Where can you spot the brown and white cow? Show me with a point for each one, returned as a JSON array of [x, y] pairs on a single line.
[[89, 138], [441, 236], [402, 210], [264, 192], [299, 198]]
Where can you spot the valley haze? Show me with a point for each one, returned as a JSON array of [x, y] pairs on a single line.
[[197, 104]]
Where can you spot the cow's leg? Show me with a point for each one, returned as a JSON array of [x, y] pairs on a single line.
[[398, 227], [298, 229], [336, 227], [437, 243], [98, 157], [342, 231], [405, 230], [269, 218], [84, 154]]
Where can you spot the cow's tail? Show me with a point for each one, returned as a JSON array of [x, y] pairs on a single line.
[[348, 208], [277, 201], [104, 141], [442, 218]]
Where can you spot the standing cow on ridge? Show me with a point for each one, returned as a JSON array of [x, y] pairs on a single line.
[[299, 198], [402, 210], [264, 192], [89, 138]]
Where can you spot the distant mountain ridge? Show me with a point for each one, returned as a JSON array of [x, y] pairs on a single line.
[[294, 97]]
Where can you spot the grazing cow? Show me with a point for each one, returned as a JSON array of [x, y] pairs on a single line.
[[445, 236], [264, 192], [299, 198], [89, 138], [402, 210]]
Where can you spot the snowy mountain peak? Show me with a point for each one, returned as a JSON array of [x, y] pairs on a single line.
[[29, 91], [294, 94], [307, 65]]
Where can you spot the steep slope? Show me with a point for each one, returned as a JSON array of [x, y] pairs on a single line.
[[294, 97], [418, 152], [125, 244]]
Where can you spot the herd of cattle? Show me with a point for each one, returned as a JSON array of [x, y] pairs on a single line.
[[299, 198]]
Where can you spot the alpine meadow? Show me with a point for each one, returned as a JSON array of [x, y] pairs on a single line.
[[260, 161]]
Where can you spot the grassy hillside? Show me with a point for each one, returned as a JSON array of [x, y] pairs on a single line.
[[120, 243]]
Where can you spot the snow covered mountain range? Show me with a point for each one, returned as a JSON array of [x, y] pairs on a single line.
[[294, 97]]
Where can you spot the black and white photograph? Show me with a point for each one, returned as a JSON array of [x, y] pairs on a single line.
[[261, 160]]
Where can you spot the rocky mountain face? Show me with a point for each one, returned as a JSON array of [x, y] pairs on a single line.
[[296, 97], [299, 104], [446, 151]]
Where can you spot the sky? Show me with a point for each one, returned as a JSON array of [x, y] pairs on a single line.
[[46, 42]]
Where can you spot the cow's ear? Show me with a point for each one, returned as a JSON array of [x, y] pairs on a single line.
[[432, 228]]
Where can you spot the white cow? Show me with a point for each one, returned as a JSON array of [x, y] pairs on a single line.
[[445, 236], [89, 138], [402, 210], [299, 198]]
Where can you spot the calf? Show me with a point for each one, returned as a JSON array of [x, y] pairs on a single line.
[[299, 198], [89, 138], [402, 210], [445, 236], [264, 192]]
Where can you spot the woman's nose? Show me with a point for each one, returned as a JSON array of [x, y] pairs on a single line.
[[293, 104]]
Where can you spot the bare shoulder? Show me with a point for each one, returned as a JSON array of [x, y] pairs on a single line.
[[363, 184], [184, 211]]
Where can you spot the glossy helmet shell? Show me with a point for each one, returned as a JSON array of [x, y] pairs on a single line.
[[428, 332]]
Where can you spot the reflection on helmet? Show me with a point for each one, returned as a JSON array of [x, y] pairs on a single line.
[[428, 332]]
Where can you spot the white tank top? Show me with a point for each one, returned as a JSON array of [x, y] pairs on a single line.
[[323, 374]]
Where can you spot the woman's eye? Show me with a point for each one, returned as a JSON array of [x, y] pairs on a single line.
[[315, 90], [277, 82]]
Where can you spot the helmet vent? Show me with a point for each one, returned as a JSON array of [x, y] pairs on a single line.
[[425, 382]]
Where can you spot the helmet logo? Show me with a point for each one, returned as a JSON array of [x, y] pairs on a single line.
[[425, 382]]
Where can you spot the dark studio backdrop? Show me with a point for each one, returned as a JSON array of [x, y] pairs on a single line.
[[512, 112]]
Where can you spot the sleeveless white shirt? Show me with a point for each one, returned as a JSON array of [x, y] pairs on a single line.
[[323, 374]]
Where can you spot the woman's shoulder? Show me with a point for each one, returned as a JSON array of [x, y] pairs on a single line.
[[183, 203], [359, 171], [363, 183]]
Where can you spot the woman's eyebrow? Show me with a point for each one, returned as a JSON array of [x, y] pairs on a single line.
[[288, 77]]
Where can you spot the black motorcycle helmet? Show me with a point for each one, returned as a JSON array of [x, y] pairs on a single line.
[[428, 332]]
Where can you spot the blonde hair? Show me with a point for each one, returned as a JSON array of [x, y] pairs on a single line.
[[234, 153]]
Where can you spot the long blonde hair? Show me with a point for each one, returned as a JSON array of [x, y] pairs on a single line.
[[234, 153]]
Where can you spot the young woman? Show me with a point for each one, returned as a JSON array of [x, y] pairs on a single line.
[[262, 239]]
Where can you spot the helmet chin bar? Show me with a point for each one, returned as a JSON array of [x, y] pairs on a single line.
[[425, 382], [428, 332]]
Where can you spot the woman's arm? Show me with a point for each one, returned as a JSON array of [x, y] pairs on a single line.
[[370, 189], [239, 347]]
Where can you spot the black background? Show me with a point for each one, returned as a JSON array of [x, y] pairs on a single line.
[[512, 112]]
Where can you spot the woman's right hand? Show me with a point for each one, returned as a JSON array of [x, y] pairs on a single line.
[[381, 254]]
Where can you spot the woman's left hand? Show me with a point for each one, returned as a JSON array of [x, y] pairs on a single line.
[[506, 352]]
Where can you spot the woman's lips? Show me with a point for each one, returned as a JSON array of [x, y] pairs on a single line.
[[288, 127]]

....

The problem:
Convert the listing above into a two-column CSV with the header row instruction,output and one row for every entry, placing its text under instruction and its answer under output. Wrap each field in double quotes and replace any line breaks inside a field with spaces.

Task solution:
instruction,output
"Where can you spot the brown and white cow? Show me with a point for each one, returned as a JSON array of [x, y] pairs on a single line.","[[89, 138], [441, 236], [402, 210], [264, 192], [299, 198]]"
"Where can you spot the valley haze? Show me with a point for each one, returned as a JSON array of [x, y] pairs on a single line.","[[197, 104]]"
"Where can you spot the cow's leg? Show me with a point for each one, returned as a JSON array of [x, y] pairs on a single line.","[[398, 227], [298, 229], [336, 227], [437, 243], [98, 157], [342, 231], [405, 230], [269, 218], [84, 154]]"
"Where can you spot the cow's tail? Show me with a point for each one, returned as a JSON array of [x, y] pairs on a single line.","[[348, 208], [277, 201], [104, 141], [442, 218]]"
"Where can you spot the standing cow on ridge? Show me with a point for each one, returned as a JSON array of [x, y] pairs on a single line.","[[299, 198], [402, 210], [264, 192], [89, 138]]"
"Where can you spot the distant mountain ridge? Show me with a point for each one, returned as a JSON array of [x, y] pairs on a single line.","[[294, 97]]"
"Where can you spot the grazing cow? Show me with a point for each one, returned as a JSON array of [x, y] pairs on a single line.","[[445, 236], [264, 192], [299, 198], [89, 138], [402, 210]]"
"Where can you spot the snowy mountain peak? Show me with a point for each one, returned as a JSON array of [x, y] pairs on a single line.","[[29, 91], [294, 94], [307, 65]]"
"Where can you spot the steep slope? Show me with a point for each one, returned as a JSON array of [x, y] pairs on a single line.","[[294, 97], [418, 152], [125, 244]]"
"Where can you spot the herd of cattle? Show me with a point for each one, returned as a JSON array of [x, y] pairs on a single line.","[[299, 198]]"
"Where can you spot the alpine meadow? Show me with a point for each one, returned as a JSON array of [x, y] pairs on a single line.","[[260, 161]]"
"Where can you spot the grassy hillside? Show me with a point for each one, returned as a JSON array of [x, y] pairs on a single line.","[[120, 243]]"
"Where can you spot the snow covered mountain range? Show me with a point for each one, returned as a JSON array of [x, y] pairs on a single line.","[[294, 97]]"
"Where can you spot the black and white photograph? Show me with a point for each one, returned as a JSON array of [x, y] pairs on a single line.","[[261, 160]]"
"Where can you spot the rocky mountain face? Show me with a point for each one, returned as a JSON array of [x, y] pairs on a single line.","[[296, 97], [299, 104], [446, 151]]"
"Where can you spot the sky? Show me with a point for each one, returned as a JSON array of [x, y] pairs on a single line.","[[46, 42]]"
"Where can you spot the cow's ear? Show me with a point for each one, returned as a JSON array of [x, y] pairs on a single line.","[[432, 228]]"
"Where can you spot the white cow? Show me with a point for each one, returned as a JSON array of [x, y] pairs on a single line.","[[445, 236], [89, 138], [402, 210], [299, 198]]"
"Where can you spot the calf? Show me with a point for each one, returned as a JSON array of [x, y] pairs on a single line.","[[299, 198], [89, 138], [402, 210], [445, 236], [264, 192]]"
"Where can you spot the woman's nose? Show me with a point for each one, returned as a JSON array of [x, y] pairs on a single line.","[[293, 104]]"
"Where can you spot the bare shoulder? Show me with a point for each one, returned as a JSON array of [x, y] pairs on a single line.","[[363, 184], [184, 211]]"
"Where can you spot the glossy helmet shell? Show me with a point for each one, returned as a JSON array of [x, y] pairs on a single line.","[[428, 332]]"
"Where can you spot the reflection on helmet? Show me with a point for each one, returned as a JSON array of [x, y] pairs on a single line.","[[428, 332]]"
"Where can you spot the white tank top? Show me with a point for each one, returned as a JSON array of [x, y] pairs on a single line.","[[323, 374]]"
"Where can you spot the woman's eye? Show me with a point for each one, returned as a JSON array of [x, y] pairs on a single line.","[[315, 90], [277, 82]]"
"Where can you spot the helmet vent? Show me with a point for each one, returned as a JSON array of [x, y] pairs on a single line.","[[425, 382]]"
"Where can you spot the helmet logo? Show me with a point for each one, returned as a JSON array of [x, y] pairs on a single line.","[[425, 382]]"
"Where can you spot the dark studio backdrop? Show me with a point for each one, returned as a JSON array of [x, y] pairs on a single line.","[[512, 112]]"
"Where can you spot the sleeveless white shirt? Show me with a point for each one, returned as a JSON array of [x, y] pairs on a single line.","[[323, 374]]"
"Where can you spot the woman's shoulder? Show me with a point for each one, returned as a JSON array of [x, y] pairs on a single line.","[[183, 203], [359, 171], [363, 183]]"
"Where can you spot the woman's eyebrow? Show me with a point for each one, returned as a JSON array of [x, y] pairs on a single line.","[[288, 77]]"
"Where can you spot the black motorcycle helmet? Show me with a point for each one, returned as a JSON array of [x, y] pairs on a single line.","[[428, 332]]"
"Where can you spot the blonde hair? Show me with a point for each one, returned as a JSON array of [x, y] pairs on a single line.","[[234, 153]]"
"Where can you spot the long blonde hair? Show me with a point for each one, returned as a JSON array of [x, y] pairs on a single line.","[[234, 153]]"
"Where can you spot the young woman? Show me with a point for each one, returned as a JSON array of [x, y] pairs on a single line.","[[262, 239]]"
"Where can you spot the helmet chin bar? Show me with a point for each one, returned as a JSON array of [x, y] pairs on a single line.","[[425, 382], [428, 332]]"
"Where can you spot the woman's arm? Show me with a point for each one, returned as a JSON array of [x, y] pairs on a single line.","[[370, 189], [239, 347]]"
"Where can you spot the black background? Show me with a point for each one, returned as a JSON array of [x, y] pairs on a single line.","[[512, 112]]"
"Where can you spot the woman's right hand? Show me with a point for each one, returned as a JSON array of [x, y] pairs on a single line.","[[381, 254]]"
"Where can you spot the woman's left hand? Show me with a point for each one, returned as a JSON array of [x, y] pairs on a single line.","[[506, 352]]"
"Where can you spot the woman's lips? Show me with a point for each one, returned as a JSON array of [x, y] pairs on a single line.","[[288, 127]]"